(Region pointing data)
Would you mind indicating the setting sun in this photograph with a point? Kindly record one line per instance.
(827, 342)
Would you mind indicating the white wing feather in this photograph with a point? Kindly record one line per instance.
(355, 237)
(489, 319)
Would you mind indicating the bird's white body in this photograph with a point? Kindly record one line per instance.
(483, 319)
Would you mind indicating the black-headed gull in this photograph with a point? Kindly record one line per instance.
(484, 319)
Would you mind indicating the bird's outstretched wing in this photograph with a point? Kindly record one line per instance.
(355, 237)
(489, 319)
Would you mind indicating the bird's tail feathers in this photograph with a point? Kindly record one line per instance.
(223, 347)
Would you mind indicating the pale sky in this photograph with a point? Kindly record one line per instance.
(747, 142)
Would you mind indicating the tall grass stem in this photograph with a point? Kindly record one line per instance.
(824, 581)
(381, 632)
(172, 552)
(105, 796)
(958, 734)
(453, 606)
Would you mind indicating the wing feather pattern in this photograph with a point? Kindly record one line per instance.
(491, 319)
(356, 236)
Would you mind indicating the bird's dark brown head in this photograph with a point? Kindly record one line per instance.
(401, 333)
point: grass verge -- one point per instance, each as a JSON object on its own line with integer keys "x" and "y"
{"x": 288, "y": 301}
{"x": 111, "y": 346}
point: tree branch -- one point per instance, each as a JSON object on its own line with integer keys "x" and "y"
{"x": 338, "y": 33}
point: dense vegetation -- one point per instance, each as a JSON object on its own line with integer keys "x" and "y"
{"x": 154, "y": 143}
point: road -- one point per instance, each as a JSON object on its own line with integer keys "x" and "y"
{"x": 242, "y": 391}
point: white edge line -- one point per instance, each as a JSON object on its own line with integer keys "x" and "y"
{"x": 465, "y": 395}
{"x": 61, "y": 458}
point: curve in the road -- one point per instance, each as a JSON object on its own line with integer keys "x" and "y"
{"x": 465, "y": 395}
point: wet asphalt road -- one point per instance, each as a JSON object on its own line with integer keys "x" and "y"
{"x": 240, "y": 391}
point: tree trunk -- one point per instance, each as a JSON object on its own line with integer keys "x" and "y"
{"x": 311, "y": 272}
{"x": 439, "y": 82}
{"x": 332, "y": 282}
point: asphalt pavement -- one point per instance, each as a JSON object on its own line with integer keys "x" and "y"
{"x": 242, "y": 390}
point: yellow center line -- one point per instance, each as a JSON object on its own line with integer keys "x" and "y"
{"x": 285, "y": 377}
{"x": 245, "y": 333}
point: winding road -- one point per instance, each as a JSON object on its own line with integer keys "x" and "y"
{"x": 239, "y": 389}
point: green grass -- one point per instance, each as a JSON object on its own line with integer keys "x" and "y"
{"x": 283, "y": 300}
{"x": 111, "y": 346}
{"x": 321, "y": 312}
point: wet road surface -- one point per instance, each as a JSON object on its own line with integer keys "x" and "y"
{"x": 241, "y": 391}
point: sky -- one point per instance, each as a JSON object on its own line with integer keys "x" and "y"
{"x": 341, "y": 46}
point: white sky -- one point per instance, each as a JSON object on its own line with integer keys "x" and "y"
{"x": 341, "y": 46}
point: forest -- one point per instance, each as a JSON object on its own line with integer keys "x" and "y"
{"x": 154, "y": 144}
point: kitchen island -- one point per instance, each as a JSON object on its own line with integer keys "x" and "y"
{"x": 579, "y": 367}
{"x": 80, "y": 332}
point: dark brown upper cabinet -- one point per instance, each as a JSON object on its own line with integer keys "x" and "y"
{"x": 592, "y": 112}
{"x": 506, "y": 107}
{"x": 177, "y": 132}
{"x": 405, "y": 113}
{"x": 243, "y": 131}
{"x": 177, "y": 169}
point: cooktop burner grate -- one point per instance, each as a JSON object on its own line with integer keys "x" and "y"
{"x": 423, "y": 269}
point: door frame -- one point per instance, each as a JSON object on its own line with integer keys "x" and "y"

Directions
Nothing should be omitted or altered. Retype the records exactly.

Answer section
Would you mind indicating the setting sun in this photograph with a point? Kindly record one line per instance.
(827, 342)
Would you mind indicating the white wing feather in this photograph with a point? Kindly record one line per instance.
(355, 237)
(489, 319)
Would you mind indicating the bird's white body in this photograph with a point? Kindly record one line per instance.
(483, 319)
Would you mind indicating the black-headed gull in this photograph with a point? Kindly record one line per instance.
(484, 319)
Would you mind indicating the bird's outstretched wing in this photograph with a point? Kindly record one line per instance.
(355, 237)
(489, 319)
Would you mind indicating the bird's tail feathers in this photograph with a point? Kindly record one line per instance.
(223, 347)
Would you mind indicating the pale sky in this photograph with a point? Kindly record one line per instance.
(747, 142)
Would you mind indicating the tall grass stem in this photograph with a point? Kindly record one line per instance.
(824, 581)
(381, 632)
(172, 552)
(105, 796)
(958, 734)
(453, 606)
Would you mind indicating the wing feather pattern in this photograph with a point? Kindly record one line per instance.
(491, 319)
(356, 236)
Would you mind indicating the bird's dark brown head in this photograph with a point? Kindly record one line per instance.
(401, 333)
point: grass verge -- one point per instance, each as a JSON object on its own line with integer keys "x" and "y"
{"x": 288, "y": 301}
{"x": 111, "y": 346}
point: tree branch -- one point per instance, each as a JSON object on its own line with integer keys "x" and "y"
{"x": 338, "y": 33}
point: dense vegetation -- one point per instance, each as a JSON object on its own line with integer keys "x" and "y"
{"x": 154, "y": 143}
point: road -- one point per instance, each as a JSON object on its own line with integer keys "x" and "y"
{"x": 242, "y": 391}
point: white edge line -- one point per instance, each as a JSON object on its own line with integer keys "x" and "y"
{"x": 465, "y": 395}
{"x": 61, "y": 458}
point: curve in the road -- one point per instance, each as a JSON object on its own line with integer keys "x" and "y"
{"x": 465, "y": 395}
point: wet asphalt road -- one point per instance, each as a JSON object on its own line with integer keys "x" and "y"
{"x": 240, "y": 391}
point: tree trunk -- one point per instance, each as a JSON object on its own line with integer keys "x" and "y"
{"x": 311, "y": 272}
{"x": 439, "y": 82}
{"x": 332, "y": 282}
point: asphalt pavement -- one point per instance, each as a JSON object on its own line with integer keys "x" and "y"
{"x": 242, "y": 390}
point: yellow center line -- one point per instance, each as a JSON object on its own line with integer keys "x" and "y"
{"x": 285, "y": 377}
{"x": 245, "y": 333}
point: winding road -- one point per instance, each as a JSON object on its own line with integer keys "x" and "y"
{"x": 239, "y": 389}
point: green grass -- one point per instance, each as a JSON object on its own line with integer keys "x" and "y"
{"x": 283, "y": 300}
{"x": 111, "y": 346}
{"x": 321, "y": 312}
point: wet road surface -- one point per instance, each as a JSON object on its own line with integer keys "x" and "y"
{"x": 241, "y": 391}
point: sky -- one point per instance, each as a JSON object on its own line with integer keys "x" and "y"
{"x": 341, "y": 46}
point: white sky -- one point per instance, each as a JSON object on its own line with integer keys "x" and "y"
{"x": 341, "y": 46}
point: forest -- one point per instance, each as a JSON object on its own line with integer keys "x" and "y"
{"x": 154, "y": 144}
point: kitchen island -- one point per instance, each as a JSON object on its own line with integer keys "x" and "y"
{"x": 579, "y": 367}
{"x": 80, "y": 332}
point: dark brown upper cabinet -- one point per instance, each as a JSON object on its own line with integer keys "x" and "y"
{"x": 592, "y": 112}
{"x": 506, "y": 107}
{"x": 177, "y": 132}
{"x": 405, "y": 113}
{"x": 243, "y": 131}
{"x": 177, "y": 169}
point: cooktop burner grate -- one point per instance, each as a JSON object on its own line with integer keys "x" and "y"
{"x": 423, "y": 269}
point: door frame -- one point per instance, each as a JSON object on its own line with integer keys "x" and "y"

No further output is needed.